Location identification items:
▼

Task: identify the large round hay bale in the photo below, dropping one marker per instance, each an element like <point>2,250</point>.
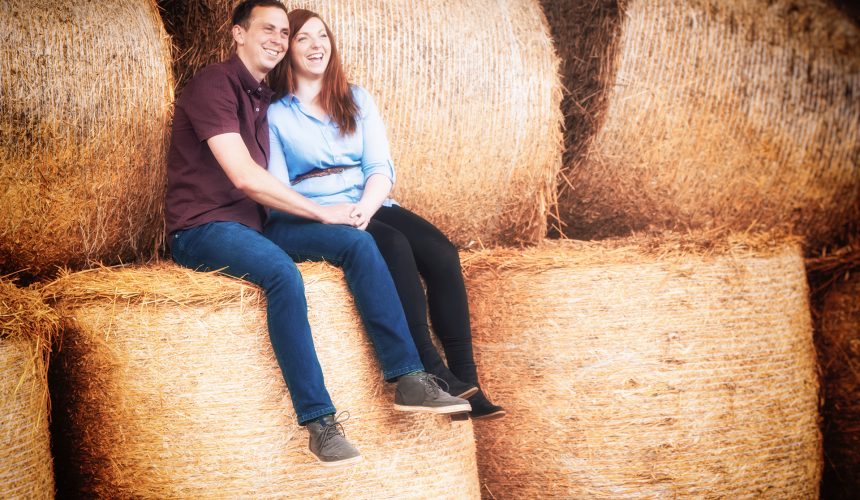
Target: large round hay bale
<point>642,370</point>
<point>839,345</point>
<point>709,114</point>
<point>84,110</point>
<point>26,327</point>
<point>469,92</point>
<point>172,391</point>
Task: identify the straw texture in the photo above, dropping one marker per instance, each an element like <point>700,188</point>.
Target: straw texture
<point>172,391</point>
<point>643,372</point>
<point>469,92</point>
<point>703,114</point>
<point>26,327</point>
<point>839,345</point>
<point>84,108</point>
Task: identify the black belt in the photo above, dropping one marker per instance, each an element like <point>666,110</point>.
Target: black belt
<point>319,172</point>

▲

SET PROBLEM =
Copy everything from the line that contains "Task: identify the straw" down to the line that contains "<point>84,108</point>", replacing "straw texture" with "hay texture" and changing nothing else.

ANSWER TO THE EXERCISE =
Task: identify the hay texture in the photo above, dropping one marker per instance, each an element like <point>700,188</point>.
Target: hay texture
<point>172,391</point>
<point>643,372</point>
<point>469,92</point>
<point>703,114</point>
<point>26,327</point>
<point>839,345</point>
<point>84,108</point>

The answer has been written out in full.